[Data excerpts]
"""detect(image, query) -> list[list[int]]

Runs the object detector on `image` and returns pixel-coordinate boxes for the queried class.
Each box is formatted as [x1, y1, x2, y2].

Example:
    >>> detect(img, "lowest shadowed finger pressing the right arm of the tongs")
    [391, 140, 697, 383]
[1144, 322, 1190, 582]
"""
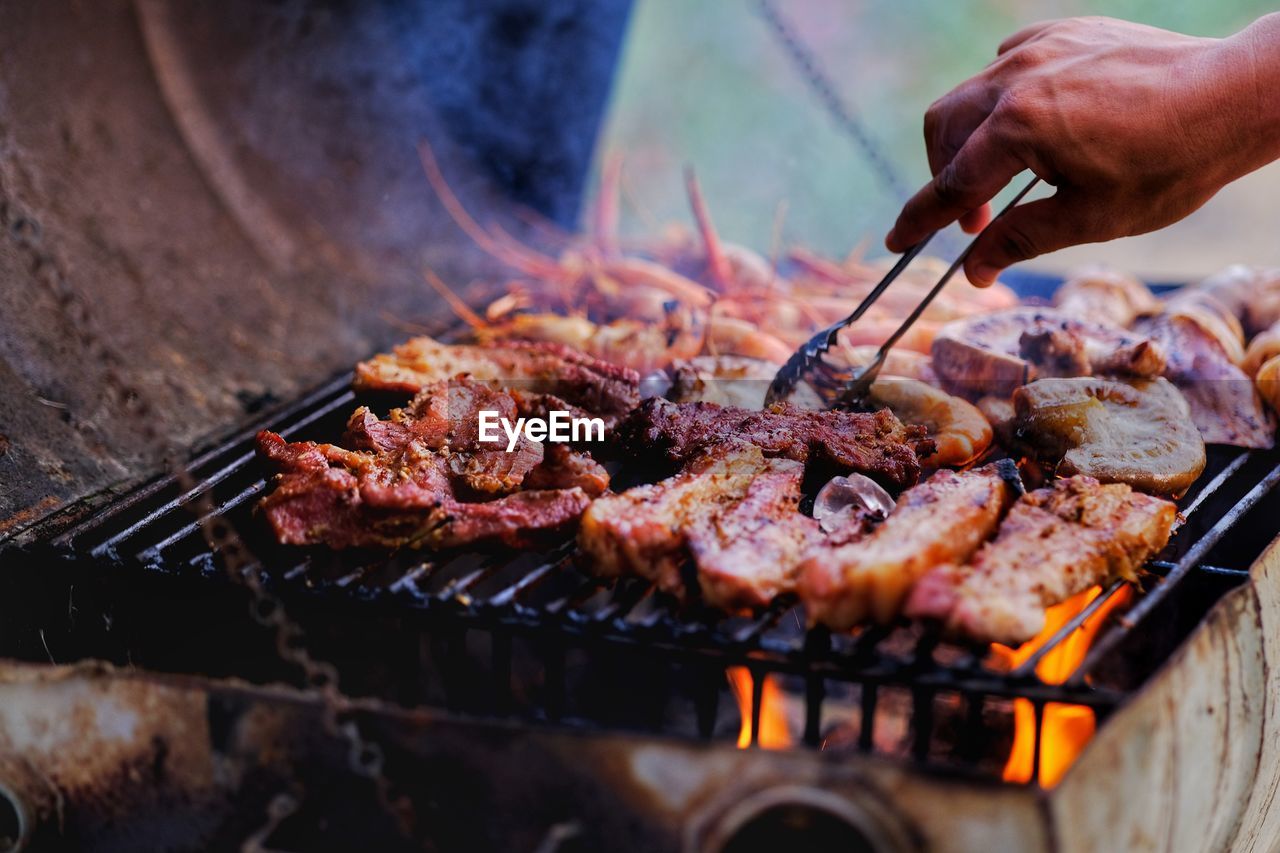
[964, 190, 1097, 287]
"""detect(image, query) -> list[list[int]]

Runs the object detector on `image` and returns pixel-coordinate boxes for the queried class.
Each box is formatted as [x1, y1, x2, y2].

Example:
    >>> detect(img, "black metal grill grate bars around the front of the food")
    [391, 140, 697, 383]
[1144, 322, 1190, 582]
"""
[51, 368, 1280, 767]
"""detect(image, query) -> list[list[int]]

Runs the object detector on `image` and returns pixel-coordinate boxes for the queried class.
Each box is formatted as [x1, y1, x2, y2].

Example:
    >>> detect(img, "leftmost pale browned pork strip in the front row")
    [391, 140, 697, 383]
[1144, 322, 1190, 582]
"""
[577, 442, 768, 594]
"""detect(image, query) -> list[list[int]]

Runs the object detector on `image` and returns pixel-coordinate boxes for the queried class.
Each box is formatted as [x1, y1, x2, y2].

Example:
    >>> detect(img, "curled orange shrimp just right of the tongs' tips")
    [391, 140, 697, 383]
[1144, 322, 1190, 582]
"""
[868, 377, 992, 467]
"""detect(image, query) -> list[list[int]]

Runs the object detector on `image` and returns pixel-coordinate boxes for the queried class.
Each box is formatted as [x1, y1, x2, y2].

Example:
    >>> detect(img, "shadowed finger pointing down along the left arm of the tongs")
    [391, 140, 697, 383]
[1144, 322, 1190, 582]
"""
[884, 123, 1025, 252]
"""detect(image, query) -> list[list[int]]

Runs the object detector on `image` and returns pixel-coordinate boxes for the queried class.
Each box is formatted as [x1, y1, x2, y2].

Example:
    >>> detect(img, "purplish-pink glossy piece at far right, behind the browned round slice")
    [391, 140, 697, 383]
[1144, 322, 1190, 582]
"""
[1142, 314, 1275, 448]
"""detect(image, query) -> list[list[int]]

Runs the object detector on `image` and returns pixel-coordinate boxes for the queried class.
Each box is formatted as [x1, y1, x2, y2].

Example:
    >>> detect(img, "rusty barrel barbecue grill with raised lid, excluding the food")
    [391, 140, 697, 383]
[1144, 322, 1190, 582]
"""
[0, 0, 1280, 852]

WHAT TO WORK ON
Look for the string "front" in the entries above. Copy every line that has it.

RESULT
    >>> detect(img, "black metal grill grate bars around the front of the food")
    >>> detect(img, "leftmost pale browned pork strip in the front row")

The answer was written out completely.